Reproduce every line of the listing below word for word, leaving out any pictures.

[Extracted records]
++++
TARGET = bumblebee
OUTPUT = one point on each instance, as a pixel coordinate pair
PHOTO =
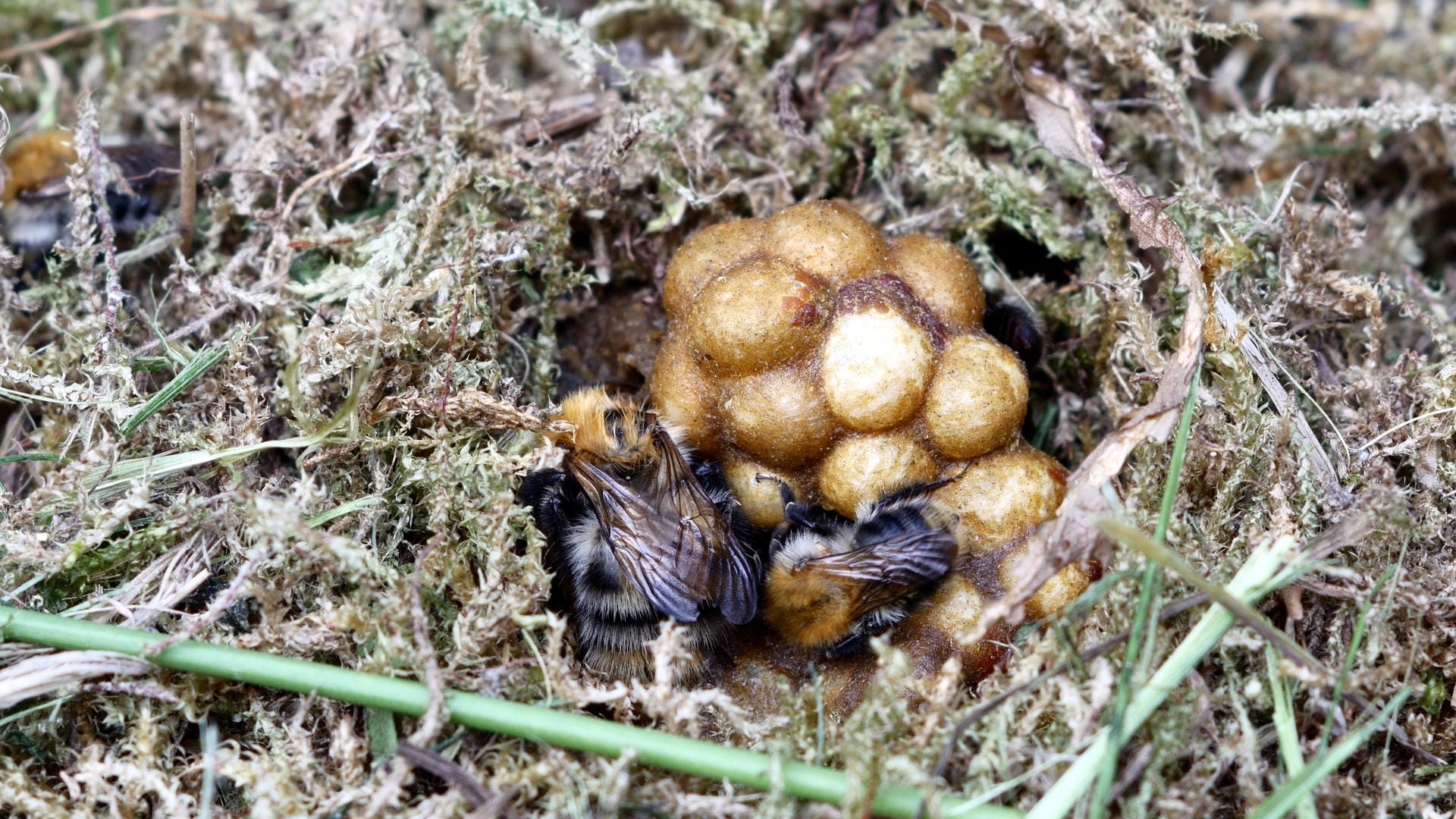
(36, 202)
(637, 535)
(833, 582)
++++
-- Task response --
TARGET = bumblebee
OUTPUT = one point on each instance, as a pixel coordinate pair
PHOTO =
(36, 202)
(637, 535)
(833, 582)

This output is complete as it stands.